## ENTRIES SUPPLIED
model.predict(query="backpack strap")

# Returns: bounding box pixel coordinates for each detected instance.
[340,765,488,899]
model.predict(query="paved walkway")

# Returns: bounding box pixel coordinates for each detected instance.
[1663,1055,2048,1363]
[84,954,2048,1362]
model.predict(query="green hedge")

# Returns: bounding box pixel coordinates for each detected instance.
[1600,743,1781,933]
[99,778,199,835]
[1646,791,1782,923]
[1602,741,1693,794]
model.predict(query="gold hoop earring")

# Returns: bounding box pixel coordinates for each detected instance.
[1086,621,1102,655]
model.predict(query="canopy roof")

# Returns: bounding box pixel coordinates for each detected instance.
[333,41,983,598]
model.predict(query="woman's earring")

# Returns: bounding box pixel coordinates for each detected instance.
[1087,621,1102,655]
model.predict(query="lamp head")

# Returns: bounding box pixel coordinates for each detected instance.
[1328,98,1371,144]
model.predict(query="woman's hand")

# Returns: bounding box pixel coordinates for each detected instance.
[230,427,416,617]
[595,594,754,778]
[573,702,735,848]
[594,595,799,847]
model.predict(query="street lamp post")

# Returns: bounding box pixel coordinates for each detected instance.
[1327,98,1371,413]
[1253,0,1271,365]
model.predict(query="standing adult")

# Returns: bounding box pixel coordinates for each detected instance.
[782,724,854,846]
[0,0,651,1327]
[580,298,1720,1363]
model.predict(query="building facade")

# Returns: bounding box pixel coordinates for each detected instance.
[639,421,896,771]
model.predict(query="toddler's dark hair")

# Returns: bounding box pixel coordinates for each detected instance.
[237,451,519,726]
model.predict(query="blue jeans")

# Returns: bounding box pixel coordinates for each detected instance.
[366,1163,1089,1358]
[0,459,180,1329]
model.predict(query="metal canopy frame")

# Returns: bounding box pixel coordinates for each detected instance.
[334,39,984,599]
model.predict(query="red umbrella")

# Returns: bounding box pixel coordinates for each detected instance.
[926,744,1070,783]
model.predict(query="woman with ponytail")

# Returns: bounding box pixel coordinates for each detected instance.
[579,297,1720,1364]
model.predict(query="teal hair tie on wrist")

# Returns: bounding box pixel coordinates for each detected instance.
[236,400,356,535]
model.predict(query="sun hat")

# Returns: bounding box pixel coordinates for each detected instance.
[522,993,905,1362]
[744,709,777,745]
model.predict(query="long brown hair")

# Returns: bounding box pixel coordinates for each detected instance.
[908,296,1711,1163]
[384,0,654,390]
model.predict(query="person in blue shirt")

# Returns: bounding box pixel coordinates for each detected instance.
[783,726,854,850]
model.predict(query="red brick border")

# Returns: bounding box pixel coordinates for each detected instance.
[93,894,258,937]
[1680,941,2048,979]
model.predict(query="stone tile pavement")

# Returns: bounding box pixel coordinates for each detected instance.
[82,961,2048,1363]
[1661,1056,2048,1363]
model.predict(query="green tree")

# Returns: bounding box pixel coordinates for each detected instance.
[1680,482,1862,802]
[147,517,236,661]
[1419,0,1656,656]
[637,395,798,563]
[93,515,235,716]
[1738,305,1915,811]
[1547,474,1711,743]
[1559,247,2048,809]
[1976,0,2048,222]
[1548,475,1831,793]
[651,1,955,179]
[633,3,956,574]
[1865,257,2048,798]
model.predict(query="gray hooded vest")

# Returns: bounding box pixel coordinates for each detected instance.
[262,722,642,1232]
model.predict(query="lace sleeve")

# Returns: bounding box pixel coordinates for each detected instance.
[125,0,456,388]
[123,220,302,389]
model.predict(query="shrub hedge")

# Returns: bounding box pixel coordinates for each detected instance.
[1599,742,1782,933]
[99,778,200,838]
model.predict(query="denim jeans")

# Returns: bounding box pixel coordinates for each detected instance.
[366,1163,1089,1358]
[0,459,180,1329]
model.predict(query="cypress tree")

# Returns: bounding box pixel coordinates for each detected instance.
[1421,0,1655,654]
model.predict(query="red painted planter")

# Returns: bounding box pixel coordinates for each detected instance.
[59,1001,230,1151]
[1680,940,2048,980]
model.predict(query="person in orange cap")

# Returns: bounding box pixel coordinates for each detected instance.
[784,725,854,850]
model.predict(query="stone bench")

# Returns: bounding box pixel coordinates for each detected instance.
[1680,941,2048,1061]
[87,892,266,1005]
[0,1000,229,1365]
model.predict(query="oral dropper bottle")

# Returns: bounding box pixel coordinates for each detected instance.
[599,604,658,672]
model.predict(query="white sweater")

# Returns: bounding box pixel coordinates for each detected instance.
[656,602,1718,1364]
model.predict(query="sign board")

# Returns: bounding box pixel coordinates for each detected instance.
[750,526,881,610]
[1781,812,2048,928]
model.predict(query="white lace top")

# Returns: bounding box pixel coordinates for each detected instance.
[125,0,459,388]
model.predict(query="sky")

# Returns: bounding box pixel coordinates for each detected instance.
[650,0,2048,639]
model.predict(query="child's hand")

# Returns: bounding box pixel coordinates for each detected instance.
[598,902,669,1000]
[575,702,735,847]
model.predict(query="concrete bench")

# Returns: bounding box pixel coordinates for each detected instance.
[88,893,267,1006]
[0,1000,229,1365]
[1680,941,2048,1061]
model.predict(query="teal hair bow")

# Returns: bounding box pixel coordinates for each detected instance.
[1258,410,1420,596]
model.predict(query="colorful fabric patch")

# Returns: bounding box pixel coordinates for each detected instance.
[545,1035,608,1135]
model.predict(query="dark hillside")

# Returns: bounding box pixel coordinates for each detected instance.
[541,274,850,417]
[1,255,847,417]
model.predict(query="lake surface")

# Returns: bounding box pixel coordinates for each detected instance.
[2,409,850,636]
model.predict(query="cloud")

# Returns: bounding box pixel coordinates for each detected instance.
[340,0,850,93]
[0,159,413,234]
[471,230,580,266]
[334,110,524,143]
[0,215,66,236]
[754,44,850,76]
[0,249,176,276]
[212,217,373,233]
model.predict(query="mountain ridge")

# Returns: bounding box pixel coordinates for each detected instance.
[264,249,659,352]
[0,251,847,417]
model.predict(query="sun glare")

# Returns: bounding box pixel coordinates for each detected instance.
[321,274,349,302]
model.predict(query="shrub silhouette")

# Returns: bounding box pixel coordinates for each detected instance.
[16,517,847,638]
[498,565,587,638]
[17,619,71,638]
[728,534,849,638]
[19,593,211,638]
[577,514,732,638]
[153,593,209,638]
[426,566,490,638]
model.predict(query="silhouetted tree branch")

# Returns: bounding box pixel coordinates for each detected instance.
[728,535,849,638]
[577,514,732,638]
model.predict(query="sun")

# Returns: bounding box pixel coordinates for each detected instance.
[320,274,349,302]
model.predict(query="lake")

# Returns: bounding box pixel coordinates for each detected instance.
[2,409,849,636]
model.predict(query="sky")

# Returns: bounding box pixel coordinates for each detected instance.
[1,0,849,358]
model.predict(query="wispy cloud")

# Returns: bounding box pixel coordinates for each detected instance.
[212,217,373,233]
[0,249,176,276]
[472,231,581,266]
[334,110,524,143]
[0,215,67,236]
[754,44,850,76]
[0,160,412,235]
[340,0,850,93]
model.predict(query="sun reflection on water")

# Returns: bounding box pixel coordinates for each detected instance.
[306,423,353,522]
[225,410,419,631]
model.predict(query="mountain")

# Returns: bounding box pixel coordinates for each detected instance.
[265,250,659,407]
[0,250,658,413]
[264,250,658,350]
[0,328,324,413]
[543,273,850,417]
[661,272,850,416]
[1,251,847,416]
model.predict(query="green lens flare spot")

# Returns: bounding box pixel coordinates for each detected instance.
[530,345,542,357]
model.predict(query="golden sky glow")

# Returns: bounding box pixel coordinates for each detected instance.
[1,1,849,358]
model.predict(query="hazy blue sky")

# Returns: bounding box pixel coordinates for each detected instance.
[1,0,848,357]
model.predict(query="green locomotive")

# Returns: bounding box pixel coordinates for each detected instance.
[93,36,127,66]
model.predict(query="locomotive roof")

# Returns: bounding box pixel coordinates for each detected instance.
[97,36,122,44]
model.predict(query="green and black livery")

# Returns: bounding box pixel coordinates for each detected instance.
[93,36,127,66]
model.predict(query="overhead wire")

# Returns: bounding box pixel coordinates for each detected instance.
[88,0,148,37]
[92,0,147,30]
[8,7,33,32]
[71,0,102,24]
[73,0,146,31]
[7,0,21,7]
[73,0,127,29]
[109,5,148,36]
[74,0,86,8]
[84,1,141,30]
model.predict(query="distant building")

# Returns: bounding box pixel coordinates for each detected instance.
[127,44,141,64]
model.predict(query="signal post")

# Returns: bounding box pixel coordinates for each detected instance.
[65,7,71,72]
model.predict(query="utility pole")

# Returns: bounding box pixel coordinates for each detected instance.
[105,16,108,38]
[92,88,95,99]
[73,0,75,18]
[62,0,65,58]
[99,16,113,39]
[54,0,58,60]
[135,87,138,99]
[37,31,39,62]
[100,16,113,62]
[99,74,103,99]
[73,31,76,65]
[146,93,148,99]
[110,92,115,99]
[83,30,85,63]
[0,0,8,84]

## PROBLEM TO WORK ON
Since only the number is needed, state how many lines of the listing contain the word "lake".

## ANSWER SPACE
2